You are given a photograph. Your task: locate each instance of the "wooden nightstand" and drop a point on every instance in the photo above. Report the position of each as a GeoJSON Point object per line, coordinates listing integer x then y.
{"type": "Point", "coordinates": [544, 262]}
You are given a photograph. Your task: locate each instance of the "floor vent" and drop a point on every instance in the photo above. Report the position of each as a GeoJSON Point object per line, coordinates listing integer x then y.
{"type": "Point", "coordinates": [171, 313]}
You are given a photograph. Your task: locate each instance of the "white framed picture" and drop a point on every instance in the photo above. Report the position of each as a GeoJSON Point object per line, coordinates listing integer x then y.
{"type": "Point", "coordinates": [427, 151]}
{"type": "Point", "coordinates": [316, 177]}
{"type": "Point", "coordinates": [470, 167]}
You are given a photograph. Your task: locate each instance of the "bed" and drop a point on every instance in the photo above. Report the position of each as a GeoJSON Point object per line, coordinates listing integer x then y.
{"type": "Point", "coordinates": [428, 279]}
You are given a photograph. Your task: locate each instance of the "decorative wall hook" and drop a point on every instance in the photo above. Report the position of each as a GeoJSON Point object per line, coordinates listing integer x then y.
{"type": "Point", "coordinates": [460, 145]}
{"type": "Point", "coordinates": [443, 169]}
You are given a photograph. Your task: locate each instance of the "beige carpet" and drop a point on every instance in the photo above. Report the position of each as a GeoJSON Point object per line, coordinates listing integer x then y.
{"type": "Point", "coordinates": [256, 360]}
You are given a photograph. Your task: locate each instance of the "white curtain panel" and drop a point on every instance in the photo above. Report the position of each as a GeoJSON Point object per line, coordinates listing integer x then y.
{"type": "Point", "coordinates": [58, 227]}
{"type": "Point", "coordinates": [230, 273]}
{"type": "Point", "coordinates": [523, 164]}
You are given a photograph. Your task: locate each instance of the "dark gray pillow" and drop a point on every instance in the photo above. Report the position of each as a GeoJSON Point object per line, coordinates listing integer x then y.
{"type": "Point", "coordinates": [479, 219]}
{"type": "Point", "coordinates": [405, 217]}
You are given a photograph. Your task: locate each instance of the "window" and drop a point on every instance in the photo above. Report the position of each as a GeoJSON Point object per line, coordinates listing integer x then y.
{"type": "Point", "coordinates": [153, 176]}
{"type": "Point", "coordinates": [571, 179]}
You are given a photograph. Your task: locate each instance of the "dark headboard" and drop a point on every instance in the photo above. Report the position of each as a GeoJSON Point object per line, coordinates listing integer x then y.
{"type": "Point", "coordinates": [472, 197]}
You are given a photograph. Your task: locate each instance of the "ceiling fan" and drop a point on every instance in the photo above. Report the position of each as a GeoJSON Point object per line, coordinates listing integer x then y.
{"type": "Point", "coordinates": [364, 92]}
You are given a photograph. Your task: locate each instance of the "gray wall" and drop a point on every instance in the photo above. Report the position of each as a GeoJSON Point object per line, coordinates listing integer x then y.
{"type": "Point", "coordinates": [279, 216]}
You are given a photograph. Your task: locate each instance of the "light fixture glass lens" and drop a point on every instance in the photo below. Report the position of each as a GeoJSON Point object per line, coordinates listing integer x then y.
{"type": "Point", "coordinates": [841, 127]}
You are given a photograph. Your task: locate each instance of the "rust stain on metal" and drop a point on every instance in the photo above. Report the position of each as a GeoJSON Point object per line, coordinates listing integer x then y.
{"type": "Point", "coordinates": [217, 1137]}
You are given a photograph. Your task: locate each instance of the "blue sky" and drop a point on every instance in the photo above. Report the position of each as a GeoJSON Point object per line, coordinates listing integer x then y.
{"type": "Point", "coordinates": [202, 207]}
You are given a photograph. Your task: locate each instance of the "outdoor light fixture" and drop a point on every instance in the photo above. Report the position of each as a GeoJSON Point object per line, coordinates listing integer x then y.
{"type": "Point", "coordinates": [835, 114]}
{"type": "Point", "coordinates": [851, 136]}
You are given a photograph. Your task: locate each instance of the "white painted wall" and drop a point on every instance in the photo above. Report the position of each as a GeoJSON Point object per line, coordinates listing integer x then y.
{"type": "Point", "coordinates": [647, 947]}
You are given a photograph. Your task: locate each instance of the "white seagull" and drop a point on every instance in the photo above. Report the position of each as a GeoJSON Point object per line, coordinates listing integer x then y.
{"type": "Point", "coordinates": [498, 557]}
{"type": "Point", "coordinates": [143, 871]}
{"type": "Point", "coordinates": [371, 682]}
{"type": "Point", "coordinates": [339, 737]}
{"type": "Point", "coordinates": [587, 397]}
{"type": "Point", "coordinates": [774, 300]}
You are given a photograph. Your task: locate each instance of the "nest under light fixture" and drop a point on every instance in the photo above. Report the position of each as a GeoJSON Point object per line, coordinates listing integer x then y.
::::::::
To be done -
Every line above should be printed again exactly as it stands.

Reply -
You are given a photograph. Your task: locate each instance of the "wooden nightstand" and drop a point on every instance in the photo above. Report the position of each as a GeoJSON Point object per line, coordinates listing integer x then y.
{"type": "Point", "coordinates": [544, 262]}
You are given a photograph. Your task: locate each instance of the "floor vent" and drop a point on every instance in the photo above. Report the position of each as a GeoJSON Point object per line, coordinates listing integer x then y.
{"type": "Point", "coordinates": [171, 313]}
You are given a photograph. Your task: locate each instance of the "white framed picture" and drop a point on every instance in the photo above. Report the position of each as a GeoJSON Point object per line, coordinates listing integer x then y.
{"type": "Point", "coordinates": [427, 151]}
{"type": "Point", "coordinates": [316, 177]}
{"type": "Point", "coordinates": [470, 167]}
You are given a photograph. Your task: locate each instance of the "bed" and drop a point on every instance in the photo above. Report the position of each as a GeoJSON Point object per line, coordinates listing integer x then y.
{"type": "Point", "coordinates": [428, 279]}
You are given a photograph. Your task: locate each instance of the "decorative wall hook" and drop a point on every instance in the photo above. Report the position of each as a GeoJSON Point object per line, coordinates listing integer x then y.
{"type": "Point", "coordinates": [460, 145]}
{"type": "Point", "coordinates": [443, 169]}
You are given a photograph. Your task: locate each instance of the "beige carpet" and drop a point on every instance in the photo above. Report the position of each as a GeoJSON Point object per line, coordinates listing integer x then y.
{"type": "Point", "coordinates": [256, 360]}
You are given a photograph. Your task: locate each instance of the "white curtain panel" and drop a point on every instance in the photo above. Report the position of each as a GeoJSON Point object per line, coordinates listing integer x then y.
{"type": "Point", "coordinates": [58, 227]}
{"type": "Point", "coordinates": [230, 273]}
{"type": "Point", "coordinates": [523, 164]}
You are given a photograph. Your task: locate each instance of the "dark gray pillow" and drop a point on every instance in the photo above. Report the position of each as a GeoJSON Point object per line, coordinates listing integer x then y.
{"type": "Point", "coordinates": [479, 219]}
{"type": "Point", "coordinates": [405, 217]}
You are given a photograph. Your task: locate each instance of the "window" and drop a point on every instance in the photo above. Report the position of each as a GeoJSON Point object per line, coordinates listing integer x then y.
{"type": "Point", "coordinates": [153, 176]}
{"type": "Point", "coordinates": [571, 179]}
You are given a photograph. Your task: locate each instance of the "dark headboard" and drop a point on every instance in the photo above. Report the position of each as a GeoJSON Point object per line, coordinates listing integer x then y.
{"type": "Point", "coordinates": [472, 197]}
You are given a photograph. Your task: locate each instance of the "ceiling fan" and drop a point on every instance in the photo above. Report the position of each as a GeoJSON Point object per line, coordinates listing integer x then y.
{"type": "Point", "coordinates": [364, 92]}
You are given a photograph. Your task: locate each instance of the "gray wall" and drop a point on every instance in the photo above. Report the position of each as a GeoJSON Point object per line, coordinates listing integer x then y.
{"type": "Point", "coordinates": [279, 216]}
You are given a photograph. Your task: locate each instance of the "light fixture glass lens" and drop a point on every instance in the photo below. Report the position of each as a GeoJSON Point object per line, coordinates listing integer x then y.
{"type": "Point", "coordinates": [841, 127]}
You are given a photograph. Your task: locate each instance of the "rust stain on metal" and drop a point on every instance in the photo above. Report the position of each as a GeoJSON Point object per line, coordinates listing integer x then y.
{"type": "Point", "coordinates": [217, 1137]}
You are given a photograph. Your task: locate each instance of the "blue sky" and drop a point on every instance in the photo above. Report the position of each as a GeoJSON Point object per line, coordinates listing integer x then y.
{"type": "Point", "coordinates": [202, 207]}
You are given a photograph. Your task: locate each instance of the "outdoor light fixture" and drop a point on every instance in the photo above. Report the position of each as a GeoJSON Point object per line, coordinates listing integer x then y.
{"type": "Point", "coordinates": [835, 114]}
{"type": "Point", "coordinates": [851, 136]}
You are given a photograph. Your task: locate each instance of the "white painted wall" and drop a point on every instance in the photo above. Report the position of each as a GeoJSON Point object per line, coordinates listing integer x then y.
{"type": "Point", "coordinates": [647, 947]}
You are given a photograph. Your task: locate each instance of the "white seagull" and drop a point on every instance in the photo above. Report the position of each as a GeoJSON Point object per line, coordinates listing integer x then y.
{"type": "Point", "coordinates": [498, 557]}
{"type": "Point", "coordinates": [143, 871]}
{"type": "Point", "coordinates": [371, 682]}
{"type": "Point", "coordinates": [339, 737]}
{"type": "Point", "coordinates": [587, 397]}
{"type": "Point", "coordinates": [774, 300]}
You are given a photograph. Your task: locate each instance of the "nest under light fixture" and drop a point on every instance in the photo above. Report the position of each as a GeoJSON Point object per line, coordinates listing integer x then y.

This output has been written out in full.